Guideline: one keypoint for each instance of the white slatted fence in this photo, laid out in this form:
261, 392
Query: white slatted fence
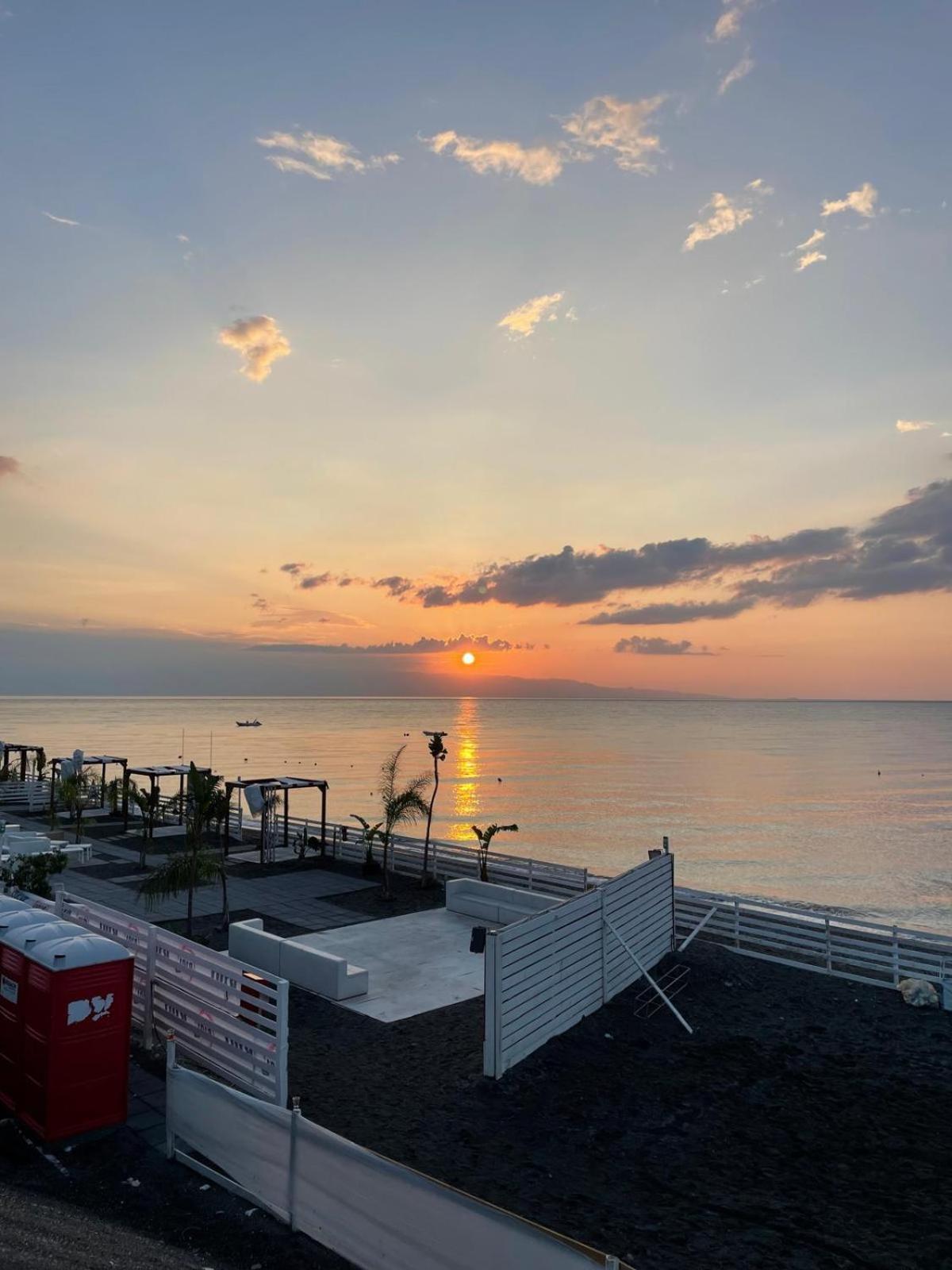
228, 1015
378, 1213
547, 972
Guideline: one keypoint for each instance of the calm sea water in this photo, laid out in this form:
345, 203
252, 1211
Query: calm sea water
838, 804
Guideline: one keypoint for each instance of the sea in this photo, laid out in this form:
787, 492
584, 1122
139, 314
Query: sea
841, 806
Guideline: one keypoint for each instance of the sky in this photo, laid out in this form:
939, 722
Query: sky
607, 342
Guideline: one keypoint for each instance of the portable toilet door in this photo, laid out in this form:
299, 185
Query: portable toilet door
12, 996
76, 1026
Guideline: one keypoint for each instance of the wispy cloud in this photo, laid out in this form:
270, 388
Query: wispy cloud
816, 237
524, 321
861, 201
260, 343
654, 645
619, 127
727, 25
539, 165
808, 260
397, 648
736, 73
727, 215
319, 156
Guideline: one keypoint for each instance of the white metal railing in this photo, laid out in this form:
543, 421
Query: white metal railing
446, 859
228, 1016
842, 946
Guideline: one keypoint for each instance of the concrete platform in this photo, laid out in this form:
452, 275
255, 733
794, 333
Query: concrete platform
416, 963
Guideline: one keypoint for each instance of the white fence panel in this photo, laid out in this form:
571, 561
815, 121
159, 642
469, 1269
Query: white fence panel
810, 940
370, 1210
550, 971
228, 1016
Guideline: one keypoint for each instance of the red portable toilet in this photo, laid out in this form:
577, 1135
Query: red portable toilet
12, 995
76, 1026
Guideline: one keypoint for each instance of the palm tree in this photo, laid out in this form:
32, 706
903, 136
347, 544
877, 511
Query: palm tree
196, 865
486, 840
74, 794
370, 835
438, 753
399, 806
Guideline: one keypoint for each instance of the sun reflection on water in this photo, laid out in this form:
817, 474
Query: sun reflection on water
465, 756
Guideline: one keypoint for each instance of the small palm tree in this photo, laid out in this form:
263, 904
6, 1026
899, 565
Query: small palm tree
486, 841
400, 806
438, 753
196, 865
370, 835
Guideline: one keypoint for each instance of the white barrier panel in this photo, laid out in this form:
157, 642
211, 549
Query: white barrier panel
228, 1016
370, 1210
842, 946
547, 972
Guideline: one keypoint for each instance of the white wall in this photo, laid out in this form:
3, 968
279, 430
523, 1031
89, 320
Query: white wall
547, 972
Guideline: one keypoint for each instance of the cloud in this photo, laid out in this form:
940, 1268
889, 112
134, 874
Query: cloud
620, 127
672, 614
736, 73
657, 647
395, 584
423, 645
573, 577
816, 237
727, 215
808, 260
729, 23
539, 165
319, 156
861, 201
524, 321
260, 343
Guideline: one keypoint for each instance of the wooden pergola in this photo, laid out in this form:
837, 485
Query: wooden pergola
155, 775
101, 761
273, 784
23, 752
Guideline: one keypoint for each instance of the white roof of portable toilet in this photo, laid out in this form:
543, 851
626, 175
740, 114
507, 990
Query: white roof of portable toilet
25, 937
25, 918
78, 950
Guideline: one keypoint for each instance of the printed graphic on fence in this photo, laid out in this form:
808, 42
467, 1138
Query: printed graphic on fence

• • • • • • •

> What is needed:
Copy out each line exactly, without the pictures.

> Full solution:
Guideline: one keypoint for each instance of the white slatted fence in this photo, laid out in this form:
261, 392
Query: white slatted fence
228, 1015
378, 1213
547, 972
Guideline: one keypoint for each instance of the calm sea water in this photo, laid out in this form:
345, 203
252, 1211
Query: calm sea water
838, 804
Guideline: one keypoint for each instance of the sea in this photo, laid out in this form:
787, 492
584, 1122
139, 314
Query: sea
841, 806
Guideline: one keypoint for each instance of the sky in this photo, laid out in this form:
939, 722
Query: sky
607, 342
Guideline: one keypoint for each instance of the portable toilet door in this photo, laid out in this form:
299, 185
Query: portable toilet door
12, 996
76, 1026
Guideline: one keypoint for each instance of the wispy cloud in this photo, laid out in this form:
270, 388
Query: wispy cloud
816, 237
524, 321
861, 201
260, 343
654, 645
619, 127
727, 25
539, 165
808, 260
397, 648
736, 73
727, 215
319, 156
Guideline: one keypoint for each instance of the white metal railing in this photo, laid out in this form:
543, 421
Query: white metal railing
446, 859
228, 1016
842, 946
Guideline: one keypoint for each instance of the concrete platform in this photo, laid out in this form:
452, 275
255, 733
794, 333
Query: concrete platform
416, 963
Guideline: one keypoint for each instance of the white fence panel in this photo, laid out in this form:
571, 561
815, 121
159, 642
469, 1269
Query: white fence panel
810, 940
370, 1210
550, 971
228, 1016
Guideline: one keypoint for each instance of the red portable toilet in this photo, laid out in this form:
577, 1135
Query: red portable toilet
12, 995
76, 1026
Guideline: one keypoint for each instance of the palm tree in this photo, laid out in this form:
32, 706
903, 136
347, 544
877, 511
Query: palm tree
196, 865
486, 840
74, 794
370, 835
438, 753
399, 806
Guideline: one keypoint for each instance of the sun reflection on water in this photo, laid out in this form:
817, 474
Query: sun reflection on water
465, 756
Guideline: one keypoint for each instance of the small palm tree in this photo, laid out in this form:
263, 904
6, 1026
899, 565
Query: small palm tree
486, 841
400, 806
438, 753
196, 865
370, 835
Guideline: one keypoint for each instance of the white barrier panel in this photo, laid out in this form:
157, 642
211, 549
Query: white barrier panel
228, 1016
370, 1210
842, 946
547, 972
Guideline: one keypoint for each instance of the white wall in this photo, laid out in this form:
3, 968
279, 430
523, 1031
89, 320
Query: white wall
547, 972
Guideline: one keypoint for each instance of the cloud in this photo, laid out in this form:
940, 1268
889, 112
134, 874
Query: cloud
620, 127
672, 614
736, 73
657, 647
395, 584
423, 645
573, 577
816, 237
727, 215
808, 260
729, 23
539, 165
319, 156
861, 201
524, 321
260, 343
Guideline: one keypoint for each instance of the wooden pergola in this photo, laid out in this form:
837, 485
Query: wooden pergola
155, 775
101, 761
273, 784
23, 752
Guideline: one keypoint for each instance of the white roof of portable toilet in this photo, laid out in this form:
543, 851
626, 175
740, 114
507, 990
Query: white roof of portable toilet
25, 937
25, 918
78, 950
Guideline: one keypoint for each instance of the printed graphic on fence in this photo, laid out in this form:
808, 42
467, 1138
Query: printed graphic on fence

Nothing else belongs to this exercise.